Please repeat every entry that follows, keeping each one exactly the same.
# # # # #
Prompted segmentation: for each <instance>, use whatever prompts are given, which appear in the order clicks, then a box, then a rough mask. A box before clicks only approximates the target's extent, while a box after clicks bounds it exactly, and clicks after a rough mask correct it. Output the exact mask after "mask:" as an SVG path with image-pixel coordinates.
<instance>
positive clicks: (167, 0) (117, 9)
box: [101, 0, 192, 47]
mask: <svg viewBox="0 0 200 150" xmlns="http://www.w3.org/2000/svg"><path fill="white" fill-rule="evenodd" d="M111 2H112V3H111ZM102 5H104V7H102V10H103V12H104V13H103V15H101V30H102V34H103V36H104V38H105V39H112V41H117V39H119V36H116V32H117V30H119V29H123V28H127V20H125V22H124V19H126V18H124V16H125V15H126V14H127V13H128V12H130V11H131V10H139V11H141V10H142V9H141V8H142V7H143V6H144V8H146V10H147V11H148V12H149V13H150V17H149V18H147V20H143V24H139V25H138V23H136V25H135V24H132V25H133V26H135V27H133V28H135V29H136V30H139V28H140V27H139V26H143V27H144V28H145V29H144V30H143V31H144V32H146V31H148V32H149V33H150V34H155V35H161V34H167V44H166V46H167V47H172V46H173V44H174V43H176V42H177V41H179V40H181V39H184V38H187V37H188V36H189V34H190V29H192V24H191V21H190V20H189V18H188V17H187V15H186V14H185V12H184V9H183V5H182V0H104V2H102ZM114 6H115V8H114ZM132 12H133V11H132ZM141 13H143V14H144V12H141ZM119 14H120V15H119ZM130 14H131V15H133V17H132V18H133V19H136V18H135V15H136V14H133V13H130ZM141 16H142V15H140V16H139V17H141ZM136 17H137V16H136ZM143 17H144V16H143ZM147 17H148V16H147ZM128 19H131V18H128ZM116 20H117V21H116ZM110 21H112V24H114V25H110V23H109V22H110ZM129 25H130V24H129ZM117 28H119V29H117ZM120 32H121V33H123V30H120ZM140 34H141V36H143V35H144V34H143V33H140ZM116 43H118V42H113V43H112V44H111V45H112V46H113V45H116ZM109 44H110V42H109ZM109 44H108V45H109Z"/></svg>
# # # # #
• WORKED SOLUTION:
Prompted segmentation: for each <instance>, use whatever prompts are given, which appear in the order clicks, then a box, then a rough mask. A box before clicks only approximates the target's extent, while a box after clicks bounds it exactly, and clicks after a rough mask correct it. Output the exact mask after "mask:" as an SVG path with image-pixel coordinates.
<instance>
positive clicks: (167, 0) (117, 9)
box: [101, 0, 192, 47]
mask: <svg viewBox="0 0 200 150" xmlns="http://www.w3.org/2000/svg"><path fill="white" fill-rule="evenodd" d="M111 2H112V3H111ZM102 5H104V7H102V10H103V12H104V13H103V15H101V30H102V34H103V36H104V38H105V39H112V41H117V39H119V36H116V32H117V30H119V29H123V28H127V20H125V22H124V19H126V18H124V16H125V15H126V14H127V13H128V12H130V11H131V10H139V11H141V10H142V9H141V8H142V7H143V6H144V8H146V10H147V11H148V12H149V13H150V17H149V18H147V20H143V24H139V25H138V23H136V25H135V24H132V25H133V26H135V27H133V28H135V29H136V30H139V28H140V27H139V26H143V27H144V28H145V29H144V30H143V31H144V32H146V31H148V32H149V33H150V34H155V35H161V34H167V44H166V46H167V47H172V46H173V44H174V43H176V42H177V41H179V40H181V39H184V38H187V37H188V36H189V34H190V29H192V24H191V21H190V20H189V18H188V17H187V15H186V14H185V12H184V9H183V5H182V0H104V2H102ZM114 6H115V8H114ZM132 12H133V11H132ZM141 13H143V14H144V12H141ZM119 14H120V15H119ZM130 14H131V15H133V17H132V18H133V19H136V18H135V15H136V14H133V13H130ZM141 16H142V15H140V16H139V17H141ZM136 17H137V16H136ZM143 17H144V16H143ZM147 17H148V16H147ZM128 19H131V18H128ZM116 20H117V21H116ZM110 21H112V24H114V25H110V23H109V22H110ZM129 25H130V24H129ZM117 28H119V29H117ZM120 32H121V33H123V30H120ZM140 34H141V36H143V35H144V34H143V33H140ZM116 43H118V42H113V43H112V44H111V45H112V46H113V45H116ZM109 44H110V42H109ZM109 44H108V45H109Z"/></svg>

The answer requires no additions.